WHAT YOU NEED TO DO: In the records below, find the line that contains "tablecloth, then give the position of each instance." and the line that contains "table, then give the position of each instance.", then retype exactly those two lines and every line between them.

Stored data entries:
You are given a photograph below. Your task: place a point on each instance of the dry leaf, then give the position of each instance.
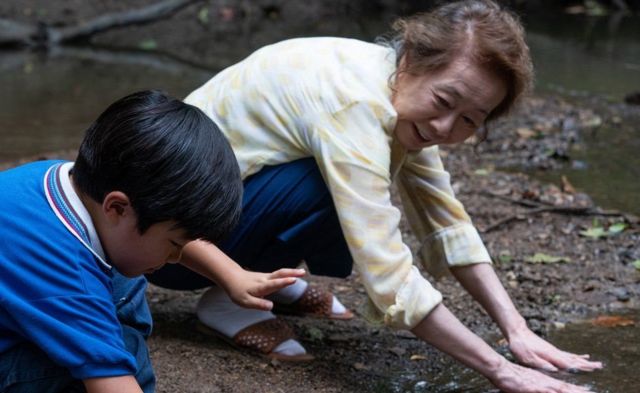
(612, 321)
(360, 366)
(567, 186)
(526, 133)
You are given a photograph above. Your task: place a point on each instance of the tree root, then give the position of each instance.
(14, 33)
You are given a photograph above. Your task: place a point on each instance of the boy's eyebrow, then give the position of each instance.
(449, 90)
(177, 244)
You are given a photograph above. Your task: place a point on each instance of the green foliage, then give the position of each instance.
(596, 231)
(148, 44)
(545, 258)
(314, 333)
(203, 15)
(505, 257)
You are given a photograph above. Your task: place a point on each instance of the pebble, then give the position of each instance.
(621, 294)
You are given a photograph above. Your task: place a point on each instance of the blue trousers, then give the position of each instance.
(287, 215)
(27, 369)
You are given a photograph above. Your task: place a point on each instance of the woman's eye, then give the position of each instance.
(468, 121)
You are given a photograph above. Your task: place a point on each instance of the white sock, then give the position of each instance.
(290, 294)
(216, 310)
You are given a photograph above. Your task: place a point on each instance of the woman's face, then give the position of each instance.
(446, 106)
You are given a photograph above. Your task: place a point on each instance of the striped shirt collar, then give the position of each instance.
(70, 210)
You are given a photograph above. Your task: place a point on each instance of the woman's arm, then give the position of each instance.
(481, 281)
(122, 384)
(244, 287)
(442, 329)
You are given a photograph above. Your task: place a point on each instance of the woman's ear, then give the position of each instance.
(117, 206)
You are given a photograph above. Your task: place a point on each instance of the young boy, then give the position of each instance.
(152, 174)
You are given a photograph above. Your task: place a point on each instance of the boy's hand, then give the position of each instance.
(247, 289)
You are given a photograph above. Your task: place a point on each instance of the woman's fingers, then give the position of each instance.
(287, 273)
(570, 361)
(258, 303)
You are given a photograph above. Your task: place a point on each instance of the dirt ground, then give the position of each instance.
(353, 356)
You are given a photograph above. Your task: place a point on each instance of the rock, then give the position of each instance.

---

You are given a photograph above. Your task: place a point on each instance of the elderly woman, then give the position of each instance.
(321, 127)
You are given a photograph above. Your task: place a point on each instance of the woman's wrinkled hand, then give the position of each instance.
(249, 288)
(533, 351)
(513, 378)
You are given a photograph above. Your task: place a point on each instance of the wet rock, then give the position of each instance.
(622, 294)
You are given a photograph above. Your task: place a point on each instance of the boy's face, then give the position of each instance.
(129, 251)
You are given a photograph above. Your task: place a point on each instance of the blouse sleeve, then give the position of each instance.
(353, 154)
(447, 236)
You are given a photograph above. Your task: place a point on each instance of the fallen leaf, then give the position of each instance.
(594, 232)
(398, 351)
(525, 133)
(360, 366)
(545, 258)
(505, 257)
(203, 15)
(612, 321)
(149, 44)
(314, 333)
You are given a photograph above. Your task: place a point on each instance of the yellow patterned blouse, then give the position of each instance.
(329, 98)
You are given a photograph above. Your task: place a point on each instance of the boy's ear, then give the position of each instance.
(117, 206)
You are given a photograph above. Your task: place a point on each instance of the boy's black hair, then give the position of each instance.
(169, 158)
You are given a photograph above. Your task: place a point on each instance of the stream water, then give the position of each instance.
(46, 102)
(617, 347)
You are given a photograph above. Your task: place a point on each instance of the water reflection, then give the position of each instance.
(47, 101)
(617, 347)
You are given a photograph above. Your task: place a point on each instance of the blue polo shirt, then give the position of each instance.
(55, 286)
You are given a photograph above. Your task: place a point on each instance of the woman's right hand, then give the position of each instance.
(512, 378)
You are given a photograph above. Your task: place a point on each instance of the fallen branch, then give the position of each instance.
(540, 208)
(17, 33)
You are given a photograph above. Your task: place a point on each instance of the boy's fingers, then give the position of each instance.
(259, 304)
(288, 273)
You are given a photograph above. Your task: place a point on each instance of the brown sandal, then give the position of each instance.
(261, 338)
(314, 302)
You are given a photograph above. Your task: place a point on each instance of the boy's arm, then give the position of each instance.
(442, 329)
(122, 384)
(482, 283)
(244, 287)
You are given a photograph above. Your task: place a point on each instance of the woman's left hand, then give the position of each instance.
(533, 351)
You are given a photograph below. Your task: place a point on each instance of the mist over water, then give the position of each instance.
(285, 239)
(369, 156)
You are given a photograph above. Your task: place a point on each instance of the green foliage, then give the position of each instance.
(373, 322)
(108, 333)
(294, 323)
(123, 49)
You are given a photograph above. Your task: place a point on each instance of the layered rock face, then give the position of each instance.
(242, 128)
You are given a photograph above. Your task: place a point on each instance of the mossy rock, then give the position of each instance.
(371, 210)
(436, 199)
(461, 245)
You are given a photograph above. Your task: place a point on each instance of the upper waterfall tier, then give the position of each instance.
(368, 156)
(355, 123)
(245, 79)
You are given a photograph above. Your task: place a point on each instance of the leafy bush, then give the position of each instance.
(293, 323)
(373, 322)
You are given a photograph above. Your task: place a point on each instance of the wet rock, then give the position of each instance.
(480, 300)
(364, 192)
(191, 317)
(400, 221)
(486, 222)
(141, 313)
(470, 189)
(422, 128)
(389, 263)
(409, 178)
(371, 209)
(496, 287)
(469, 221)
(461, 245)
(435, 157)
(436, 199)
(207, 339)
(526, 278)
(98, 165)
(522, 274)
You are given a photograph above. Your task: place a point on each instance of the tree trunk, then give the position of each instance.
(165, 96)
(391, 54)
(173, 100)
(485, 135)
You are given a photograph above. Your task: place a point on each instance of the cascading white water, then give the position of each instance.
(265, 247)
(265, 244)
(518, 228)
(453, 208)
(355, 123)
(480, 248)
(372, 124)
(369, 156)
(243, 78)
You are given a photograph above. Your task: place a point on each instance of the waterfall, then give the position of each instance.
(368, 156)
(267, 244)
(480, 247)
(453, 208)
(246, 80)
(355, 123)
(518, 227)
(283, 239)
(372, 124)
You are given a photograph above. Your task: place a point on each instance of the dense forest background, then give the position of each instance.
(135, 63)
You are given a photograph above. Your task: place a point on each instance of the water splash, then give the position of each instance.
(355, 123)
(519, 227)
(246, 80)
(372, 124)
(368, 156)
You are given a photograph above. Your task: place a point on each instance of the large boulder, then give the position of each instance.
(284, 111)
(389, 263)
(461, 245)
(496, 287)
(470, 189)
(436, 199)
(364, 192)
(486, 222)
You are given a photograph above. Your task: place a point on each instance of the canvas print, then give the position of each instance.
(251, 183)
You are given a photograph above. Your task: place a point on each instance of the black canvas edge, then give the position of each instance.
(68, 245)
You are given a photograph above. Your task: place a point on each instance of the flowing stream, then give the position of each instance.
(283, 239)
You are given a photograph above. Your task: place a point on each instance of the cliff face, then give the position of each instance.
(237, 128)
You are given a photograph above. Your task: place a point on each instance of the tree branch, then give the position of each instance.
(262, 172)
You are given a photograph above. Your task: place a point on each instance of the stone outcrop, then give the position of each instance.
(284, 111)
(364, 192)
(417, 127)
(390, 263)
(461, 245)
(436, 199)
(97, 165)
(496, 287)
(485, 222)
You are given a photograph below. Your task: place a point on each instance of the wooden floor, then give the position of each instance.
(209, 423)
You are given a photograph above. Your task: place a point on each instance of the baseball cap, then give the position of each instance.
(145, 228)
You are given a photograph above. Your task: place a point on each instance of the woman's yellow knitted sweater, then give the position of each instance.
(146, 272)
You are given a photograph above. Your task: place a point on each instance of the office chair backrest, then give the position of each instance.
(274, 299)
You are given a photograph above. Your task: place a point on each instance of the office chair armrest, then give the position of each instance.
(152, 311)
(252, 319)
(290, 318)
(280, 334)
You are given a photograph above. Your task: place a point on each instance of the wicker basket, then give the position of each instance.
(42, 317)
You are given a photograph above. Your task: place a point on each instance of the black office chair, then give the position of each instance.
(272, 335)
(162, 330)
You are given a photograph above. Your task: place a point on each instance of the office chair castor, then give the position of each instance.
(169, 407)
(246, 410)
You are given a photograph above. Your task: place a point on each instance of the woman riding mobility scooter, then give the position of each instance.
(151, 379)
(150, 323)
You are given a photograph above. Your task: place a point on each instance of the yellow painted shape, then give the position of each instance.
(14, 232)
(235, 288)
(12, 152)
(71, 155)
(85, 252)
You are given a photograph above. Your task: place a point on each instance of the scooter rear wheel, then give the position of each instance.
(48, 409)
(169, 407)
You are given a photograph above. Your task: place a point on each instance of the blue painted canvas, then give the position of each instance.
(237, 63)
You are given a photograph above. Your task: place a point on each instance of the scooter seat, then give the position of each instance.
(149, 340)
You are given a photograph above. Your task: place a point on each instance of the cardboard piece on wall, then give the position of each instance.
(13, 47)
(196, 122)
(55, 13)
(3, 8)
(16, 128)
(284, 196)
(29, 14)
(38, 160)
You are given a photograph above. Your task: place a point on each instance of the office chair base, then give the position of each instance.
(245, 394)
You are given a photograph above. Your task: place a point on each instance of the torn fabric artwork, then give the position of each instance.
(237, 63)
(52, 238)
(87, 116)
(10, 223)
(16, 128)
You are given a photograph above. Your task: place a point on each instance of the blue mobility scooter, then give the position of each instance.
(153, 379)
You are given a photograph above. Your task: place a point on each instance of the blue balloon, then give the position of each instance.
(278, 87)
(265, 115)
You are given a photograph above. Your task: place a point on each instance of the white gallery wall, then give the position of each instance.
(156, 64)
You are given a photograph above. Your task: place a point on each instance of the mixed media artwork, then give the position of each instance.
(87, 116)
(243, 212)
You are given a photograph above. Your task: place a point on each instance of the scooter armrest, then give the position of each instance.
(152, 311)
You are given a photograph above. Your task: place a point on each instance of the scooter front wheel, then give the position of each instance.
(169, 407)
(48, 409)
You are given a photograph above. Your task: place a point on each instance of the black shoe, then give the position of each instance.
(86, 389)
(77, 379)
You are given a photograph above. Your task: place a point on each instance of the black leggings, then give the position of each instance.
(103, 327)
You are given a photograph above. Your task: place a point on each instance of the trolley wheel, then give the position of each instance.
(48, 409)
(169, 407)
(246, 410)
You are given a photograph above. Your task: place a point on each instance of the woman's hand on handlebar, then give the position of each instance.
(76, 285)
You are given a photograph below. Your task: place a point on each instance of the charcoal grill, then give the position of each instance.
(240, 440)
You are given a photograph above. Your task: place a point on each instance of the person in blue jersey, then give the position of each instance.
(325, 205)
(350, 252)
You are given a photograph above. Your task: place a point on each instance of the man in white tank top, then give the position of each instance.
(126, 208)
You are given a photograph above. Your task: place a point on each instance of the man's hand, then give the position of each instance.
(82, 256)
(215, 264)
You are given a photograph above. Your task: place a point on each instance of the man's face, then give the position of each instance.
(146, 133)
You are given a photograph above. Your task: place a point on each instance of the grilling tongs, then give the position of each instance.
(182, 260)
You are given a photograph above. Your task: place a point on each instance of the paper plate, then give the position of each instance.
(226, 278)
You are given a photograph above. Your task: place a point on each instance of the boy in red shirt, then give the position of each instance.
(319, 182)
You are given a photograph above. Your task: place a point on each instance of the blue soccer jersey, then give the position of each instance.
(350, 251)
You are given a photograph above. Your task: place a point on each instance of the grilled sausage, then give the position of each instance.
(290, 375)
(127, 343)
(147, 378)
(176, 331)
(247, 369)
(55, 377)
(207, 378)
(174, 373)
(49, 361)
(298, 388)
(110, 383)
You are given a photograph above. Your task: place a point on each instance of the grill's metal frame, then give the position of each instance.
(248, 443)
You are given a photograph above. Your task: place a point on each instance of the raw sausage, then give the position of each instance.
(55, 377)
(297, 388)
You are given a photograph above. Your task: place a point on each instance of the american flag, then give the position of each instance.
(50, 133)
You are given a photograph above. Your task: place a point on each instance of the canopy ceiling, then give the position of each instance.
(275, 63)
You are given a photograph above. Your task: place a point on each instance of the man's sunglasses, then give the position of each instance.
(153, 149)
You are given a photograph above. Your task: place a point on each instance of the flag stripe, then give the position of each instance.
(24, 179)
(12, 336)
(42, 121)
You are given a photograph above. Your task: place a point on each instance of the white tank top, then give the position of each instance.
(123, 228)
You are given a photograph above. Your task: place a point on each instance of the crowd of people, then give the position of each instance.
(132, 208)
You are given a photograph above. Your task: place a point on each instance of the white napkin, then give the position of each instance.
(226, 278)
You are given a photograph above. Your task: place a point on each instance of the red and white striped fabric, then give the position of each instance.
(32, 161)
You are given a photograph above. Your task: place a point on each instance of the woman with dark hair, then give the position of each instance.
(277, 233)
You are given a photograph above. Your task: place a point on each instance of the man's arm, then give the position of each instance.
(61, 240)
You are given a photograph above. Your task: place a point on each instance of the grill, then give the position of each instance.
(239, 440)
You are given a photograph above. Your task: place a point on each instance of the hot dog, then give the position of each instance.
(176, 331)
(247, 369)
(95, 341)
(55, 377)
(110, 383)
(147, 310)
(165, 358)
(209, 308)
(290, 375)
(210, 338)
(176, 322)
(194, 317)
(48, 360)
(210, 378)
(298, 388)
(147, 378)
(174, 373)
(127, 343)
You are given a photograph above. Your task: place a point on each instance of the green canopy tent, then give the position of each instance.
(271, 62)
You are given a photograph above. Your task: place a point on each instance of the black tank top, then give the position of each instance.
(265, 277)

...

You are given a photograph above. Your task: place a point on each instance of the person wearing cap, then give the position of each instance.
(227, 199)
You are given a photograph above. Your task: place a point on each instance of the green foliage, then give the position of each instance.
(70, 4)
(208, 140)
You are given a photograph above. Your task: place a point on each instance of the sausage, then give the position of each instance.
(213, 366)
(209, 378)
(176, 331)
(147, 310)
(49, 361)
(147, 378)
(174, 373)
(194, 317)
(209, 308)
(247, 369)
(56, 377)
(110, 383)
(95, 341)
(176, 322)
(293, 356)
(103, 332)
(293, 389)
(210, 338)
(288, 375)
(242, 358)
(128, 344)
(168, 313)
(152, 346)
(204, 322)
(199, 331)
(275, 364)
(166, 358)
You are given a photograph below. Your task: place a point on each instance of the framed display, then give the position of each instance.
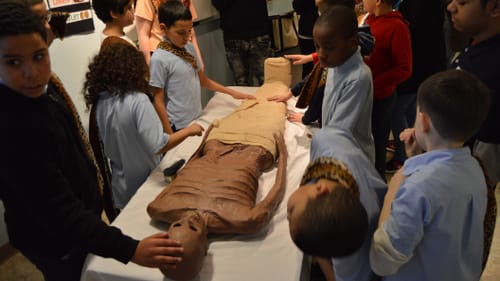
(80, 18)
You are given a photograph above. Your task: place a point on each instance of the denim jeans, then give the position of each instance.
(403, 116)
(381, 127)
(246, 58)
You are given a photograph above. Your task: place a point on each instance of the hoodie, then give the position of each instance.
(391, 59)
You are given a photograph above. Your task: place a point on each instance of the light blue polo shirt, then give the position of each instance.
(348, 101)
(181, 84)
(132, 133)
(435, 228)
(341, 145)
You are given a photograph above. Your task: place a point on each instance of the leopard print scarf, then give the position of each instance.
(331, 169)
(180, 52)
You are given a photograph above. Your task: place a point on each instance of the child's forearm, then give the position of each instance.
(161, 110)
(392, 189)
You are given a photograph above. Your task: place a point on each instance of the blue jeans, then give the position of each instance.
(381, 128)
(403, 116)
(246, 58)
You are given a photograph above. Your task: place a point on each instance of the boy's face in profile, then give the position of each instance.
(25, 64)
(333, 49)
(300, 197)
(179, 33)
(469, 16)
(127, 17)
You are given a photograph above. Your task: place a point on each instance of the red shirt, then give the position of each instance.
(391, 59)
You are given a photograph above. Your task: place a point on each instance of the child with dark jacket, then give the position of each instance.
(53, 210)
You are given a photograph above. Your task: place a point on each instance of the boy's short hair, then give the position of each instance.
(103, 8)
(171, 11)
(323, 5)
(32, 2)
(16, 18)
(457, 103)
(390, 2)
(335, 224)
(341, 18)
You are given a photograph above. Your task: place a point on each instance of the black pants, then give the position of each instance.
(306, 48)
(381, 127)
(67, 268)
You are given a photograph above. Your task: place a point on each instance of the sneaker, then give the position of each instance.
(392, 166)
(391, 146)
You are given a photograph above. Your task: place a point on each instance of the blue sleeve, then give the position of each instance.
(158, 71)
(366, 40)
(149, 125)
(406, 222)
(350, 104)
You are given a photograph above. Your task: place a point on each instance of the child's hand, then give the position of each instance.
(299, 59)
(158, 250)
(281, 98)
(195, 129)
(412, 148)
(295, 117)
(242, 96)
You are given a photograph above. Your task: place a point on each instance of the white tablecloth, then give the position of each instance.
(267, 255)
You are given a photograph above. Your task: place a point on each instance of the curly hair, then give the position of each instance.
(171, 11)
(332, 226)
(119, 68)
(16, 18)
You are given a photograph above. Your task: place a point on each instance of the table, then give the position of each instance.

OUTPUT FOR THIS EXERCISE:
You are given a photograph above. Your task: place a point on each instance of the white tablecloth, then give the position of each instance.
(267, 255)
You are given a photograph above. Your task: place a point on each instance of the curly hair, then give the position of each instance.
(171, 11)
(332, 226)
(119, 68)
(16, 18)
You are given a photograph above. Your task: place a point on each instance of the table, then give the position of each instance.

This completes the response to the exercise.